PROBLEM TO WORK ON
Among the entries, which lines carry the string "balcony"? Copy every one.

[RECORD EXCERPTS Boundary: Start]

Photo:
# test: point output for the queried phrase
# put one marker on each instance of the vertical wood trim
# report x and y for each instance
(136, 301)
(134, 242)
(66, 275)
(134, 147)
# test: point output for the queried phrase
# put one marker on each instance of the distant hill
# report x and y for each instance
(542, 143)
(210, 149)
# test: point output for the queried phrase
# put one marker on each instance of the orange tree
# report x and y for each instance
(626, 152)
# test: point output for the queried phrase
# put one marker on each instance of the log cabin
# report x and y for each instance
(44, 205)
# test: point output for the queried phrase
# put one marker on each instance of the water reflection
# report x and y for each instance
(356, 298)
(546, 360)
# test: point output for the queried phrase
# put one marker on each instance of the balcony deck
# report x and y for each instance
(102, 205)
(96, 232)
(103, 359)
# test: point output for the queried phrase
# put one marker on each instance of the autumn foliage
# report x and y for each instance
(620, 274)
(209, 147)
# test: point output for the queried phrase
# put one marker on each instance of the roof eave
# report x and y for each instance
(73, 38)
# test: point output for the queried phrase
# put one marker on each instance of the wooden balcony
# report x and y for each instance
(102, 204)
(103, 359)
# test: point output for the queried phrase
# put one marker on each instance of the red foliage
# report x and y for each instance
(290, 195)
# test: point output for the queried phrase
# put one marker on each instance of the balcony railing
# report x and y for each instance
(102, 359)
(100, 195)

[RECORD EXCERPTS Boundary: End]
[RECORD EXCERPTS Boundary: Start]

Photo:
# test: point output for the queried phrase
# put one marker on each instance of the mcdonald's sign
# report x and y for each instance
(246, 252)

[RECORD EXCERPTS Boundary: End]

WRITTEN RESPONSE
# put one marker on each instance of the balcony deck
# put one marker on each instance of the wooden balcony
# put one marker on each instance of the balcony railing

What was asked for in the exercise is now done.